▶ [What to work on]: Lines in the entries below where the word "desk" shows up should each be copied.

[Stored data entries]
━━━━━━
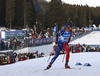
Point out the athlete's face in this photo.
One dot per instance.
(67, 29)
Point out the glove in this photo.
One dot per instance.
(56, 42)
(69, 40)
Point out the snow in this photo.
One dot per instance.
(90, 39)
(34, 67)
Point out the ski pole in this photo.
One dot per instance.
(63, 56)
(51, 53)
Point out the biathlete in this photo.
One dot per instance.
(62, 39)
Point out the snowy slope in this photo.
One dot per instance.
(90, 39)
(44, 48)
(34, 67)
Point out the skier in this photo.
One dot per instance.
(62, 39)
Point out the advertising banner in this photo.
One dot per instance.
(39, 41)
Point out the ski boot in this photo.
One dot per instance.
(49, 66)
(66, 65)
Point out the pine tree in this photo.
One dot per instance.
(29, 13)
(2, 13)
(10, 12)
(55, 13)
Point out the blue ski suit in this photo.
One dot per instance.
(64, 38)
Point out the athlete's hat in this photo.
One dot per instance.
(67, 25)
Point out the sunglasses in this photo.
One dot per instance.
(68, 28)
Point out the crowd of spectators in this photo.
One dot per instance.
(84, 48)
(12, 58)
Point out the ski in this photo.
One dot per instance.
(73, 68)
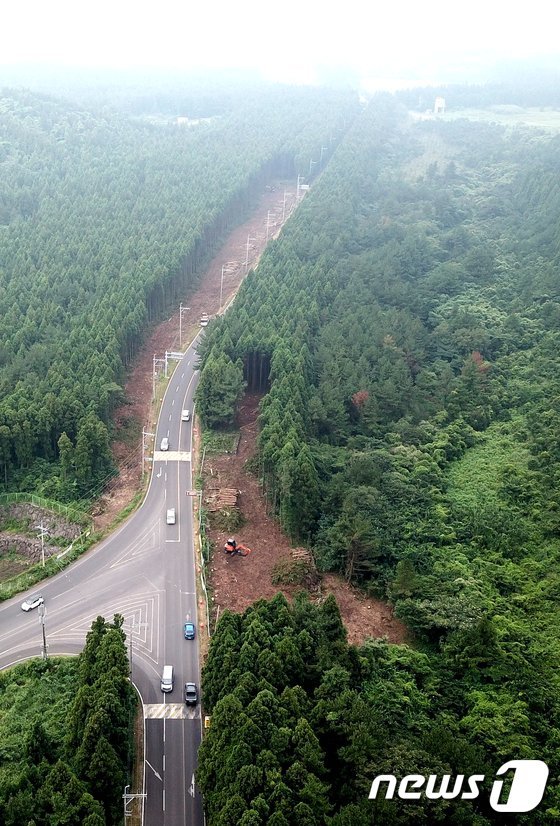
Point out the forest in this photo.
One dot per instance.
(66, 734)
(404, 333)
(105, 221)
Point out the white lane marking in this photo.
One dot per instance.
(159, 777)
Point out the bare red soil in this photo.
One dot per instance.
(236, 581)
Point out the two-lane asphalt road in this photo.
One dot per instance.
(146, 572)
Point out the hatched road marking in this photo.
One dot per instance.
(169, 711)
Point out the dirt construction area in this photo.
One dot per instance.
(236, 581)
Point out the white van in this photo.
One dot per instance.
(167, 678)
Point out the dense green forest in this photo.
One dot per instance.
(404, 330)
(66, 735)
(302, 723)
(105, 221)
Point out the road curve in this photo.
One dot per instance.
(146, 572)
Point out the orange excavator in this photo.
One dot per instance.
(234, 548)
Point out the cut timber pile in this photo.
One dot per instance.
(218, 498)
(303, 554)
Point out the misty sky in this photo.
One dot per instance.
(293, 40)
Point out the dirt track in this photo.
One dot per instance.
(236, 581)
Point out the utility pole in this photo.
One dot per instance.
(181, 311)
(228, 267)
(247, 251)
(44, 531)
(156, 361)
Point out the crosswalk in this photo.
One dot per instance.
(172, 456)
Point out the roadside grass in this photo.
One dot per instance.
(220, 442)
(543, 118)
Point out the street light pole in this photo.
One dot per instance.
(42, 614)
(181, 311)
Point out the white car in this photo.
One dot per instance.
(32, 602)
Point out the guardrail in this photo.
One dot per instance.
(72, 514)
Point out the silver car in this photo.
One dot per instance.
(32, 602)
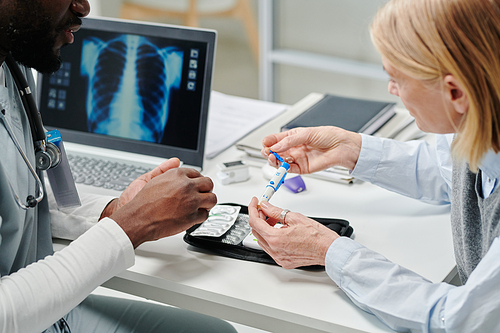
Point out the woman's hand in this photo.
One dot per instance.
(300, 242)
(312, 149)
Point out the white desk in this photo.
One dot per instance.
(413, 234)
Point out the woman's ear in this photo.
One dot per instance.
(456, 94)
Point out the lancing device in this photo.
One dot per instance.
(276, 181)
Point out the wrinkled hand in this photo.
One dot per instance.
(301, 242)
(164, 203)
(312, 149)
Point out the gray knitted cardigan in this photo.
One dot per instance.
(474, 219)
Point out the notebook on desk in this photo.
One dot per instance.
(133, 90)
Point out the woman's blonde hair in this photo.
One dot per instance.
(428, 39)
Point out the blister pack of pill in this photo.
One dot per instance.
(220, 219)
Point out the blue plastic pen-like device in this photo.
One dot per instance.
(276, 181)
━━━━━━
▶ [Solution to this task]:
Point out the white desk in this photo.
Point out the notebook on desk in this photo.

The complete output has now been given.